• [YOUR OBJECTIVE]: Your task is to output all the records below, word for word.

[Dataset items]
******************************

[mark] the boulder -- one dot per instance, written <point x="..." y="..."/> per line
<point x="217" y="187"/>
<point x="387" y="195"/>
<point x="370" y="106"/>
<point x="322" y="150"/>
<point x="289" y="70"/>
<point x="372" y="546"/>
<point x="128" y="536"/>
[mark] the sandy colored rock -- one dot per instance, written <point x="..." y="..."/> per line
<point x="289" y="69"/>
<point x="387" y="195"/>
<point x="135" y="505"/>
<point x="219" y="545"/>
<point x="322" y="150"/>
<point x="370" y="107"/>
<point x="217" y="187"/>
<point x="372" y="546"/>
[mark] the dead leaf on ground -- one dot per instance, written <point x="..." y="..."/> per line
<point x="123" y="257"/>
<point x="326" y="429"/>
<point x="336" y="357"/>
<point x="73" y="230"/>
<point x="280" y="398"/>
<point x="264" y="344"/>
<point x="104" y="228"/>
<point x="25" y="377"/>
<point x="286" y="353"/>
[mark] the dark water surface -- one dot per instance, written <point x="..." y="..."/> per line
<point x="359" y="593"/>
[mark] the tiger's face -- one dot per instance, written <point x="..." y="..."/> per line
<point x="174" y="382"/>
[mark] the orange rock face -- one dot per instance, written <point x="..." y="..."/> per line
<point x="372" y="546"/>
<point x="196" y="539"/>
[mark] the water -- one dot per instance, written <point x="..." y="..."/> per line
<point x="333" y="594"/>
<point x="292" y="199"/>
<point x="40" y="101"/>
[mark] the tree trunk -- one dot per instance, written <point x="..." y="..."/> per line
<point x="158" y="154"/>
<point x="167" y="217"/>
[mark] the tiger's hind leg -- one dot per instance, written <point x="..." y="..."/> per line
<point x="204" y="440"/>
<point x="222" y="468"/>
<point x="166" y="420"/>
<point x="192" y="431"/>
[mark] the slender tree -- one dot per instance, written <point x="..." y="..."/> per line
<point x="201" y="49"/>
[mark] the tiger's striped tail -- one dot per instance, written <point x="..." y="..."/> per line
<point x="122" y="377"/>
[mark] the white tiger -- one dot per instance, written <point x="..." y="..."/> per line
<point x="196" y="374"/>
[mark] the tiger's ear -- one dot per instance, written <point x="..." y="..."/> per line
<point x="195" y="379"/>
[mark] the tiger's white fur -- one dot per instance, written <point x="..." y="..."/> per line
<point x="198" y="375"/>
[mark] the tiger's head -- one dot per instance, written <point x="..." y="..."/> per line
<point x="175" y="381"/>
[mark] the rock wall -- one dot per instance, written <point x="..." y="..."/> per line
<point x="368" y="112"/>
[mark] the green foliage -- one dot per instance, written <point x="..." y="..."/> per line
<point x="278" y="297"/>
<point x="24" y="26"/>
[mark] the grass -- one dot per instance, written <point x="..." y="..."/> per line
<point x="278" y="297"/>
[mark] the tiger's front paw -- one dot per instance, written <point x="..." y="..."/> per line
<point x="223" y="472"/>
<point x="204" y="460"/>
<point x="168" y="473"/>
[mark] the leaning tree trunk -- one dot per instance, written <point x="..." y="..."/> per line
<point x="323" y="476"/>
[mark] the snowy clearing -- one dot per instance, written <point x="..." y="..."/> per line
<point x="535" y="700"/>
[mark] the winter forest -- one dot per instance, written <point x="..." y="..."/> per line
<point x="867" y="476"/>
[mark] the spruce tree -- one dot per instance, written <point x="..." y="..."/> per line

******************************

• [EXERCISE SOLUTION]:
[mark] the boulder -- one dot per instance, written <point x="..." y="..."/> per line
<point x="217" y="187"/>
<point x="387" y="195"/>
<point x="370" y="106"/>
<point x="322" y="150"/>
<point x="289" y="70"/>
<point x="372" y="546"/>
<point x="128" y="536"/>
[mark] the sandy colored rock -- one dot per instance, written <point x="..." y="..."/> per line
<point x="289" y="69"/>
<point x="387" y="195"/>
<point x="135" y="505"/>
<point x="219" y="545"/>
<point x="322" y="150"/>
<point x="370" y="107"/>
<point x="217" y="187"/>
<point x="372" y="546"/>
[mark] the dead leaf on ground -- one dot per instance, written <point x="..." y="..."/> per line
<point x="123" y="257"/>
<point x="326" y="429"/>
<point x="336" y="357"/>
<point x="73" y="230"/>
<point x="280" y="398"/>
<point x="264" y="344"/>
<point x="104" y="228"/>
<point x="25" y="377"/>
<point x="286" y="353"/>
[mark] the dark water surface -- one dot per instance, written <point x="..." y="..."/> per line
<point x="359" y="593"/>
[mark] the tiger's face -- one dot per instance, written <point x="..." y="..."/> per line
<point x="174" y="382"/>
[mark] the orange rock face -- one dot per instance, written <point x="..." y="..."/> per line
<point x="372" y="546"/>
<point x="196" y="539"/>
[mark] the water -- one dot per instance, written <point x="..." y="..."/> per line
<point x="333" y="594"/>
<point x="292" y="199"/>
<point x="40" y="101"/>
[mark] the tree trunk -- one dot per instance, written <point x="..." y="..."/> per line
<point x="158" y="154"/>
<point x="167" y="217"/>
[mark] the tiger's hind leg -- one dot per instance, written <point x="..." y="..."/> per line
<point x="204" y="440"/>
<point x="222" y="468"/>
<point x="166" y="420"/>
<point x="192" y="431"/>
[mark] the slender tree -- one dot per instance, written <point x="..." y="..."/> per line
<point x="201" y="49"/>
[mark] the tiger's striped tail -- one dot per instance, written <point x="..." y="..."/> per line
<point x="122" y="377"/>
[mark] the white tiger -- one dot per instance, written <point x="..." y="..."/> per line
<point x="196" y="374"/>
[mark] the tiger's ear -- one dot per instance, written <point x="..." y="..."/> per line
<point x="195" y="379"/>
[mark] the tiger's white fur -- one dot per instance, written <point x="..." y="..."/> per line
<point x="198" y="375"/>
[mark] the tiger's head -- one dot per instance, written <point x="..." y="..."/> per line
<point x="175" y="381"/>
[mark] the rock wall -- one dot per instance, written <point x="..." y="..."/> per line
<point x="368" y="112"/>
[mark] the green foliage -- one dot per instance, written <point x="..." y="..."/> per line
<point x="278" y="297"/>
<point x="24" y="26"/>
[mark] the grass -- one dot per instance, written <point x="..." y="..."/> per line
<point x="278" y="297"/>
[mark] the tiger's front paw -- one dot per instance, written <point x="..." y="..."/> per line
<point x="223" y="472"/>
<point x="204" y="460"/>
<point x="168" y="473"/>
[mark] the leaning tree trunk -- one dot per instance, written <point x="..." y="..."/> per line
<point x="323" y="476"/>
[mark] the snowy clearing -- one dot per instance, written <point x="..." y="..."/> per line
<point x="535" y="700"/>
[mark] the winter forest -- one dot per instance, written <point x="..." y="..."/> per line
<point x="867" y="476"/>
[mark] the spruce tree -- one dot per instance, written <point x="..." y="..."/> per line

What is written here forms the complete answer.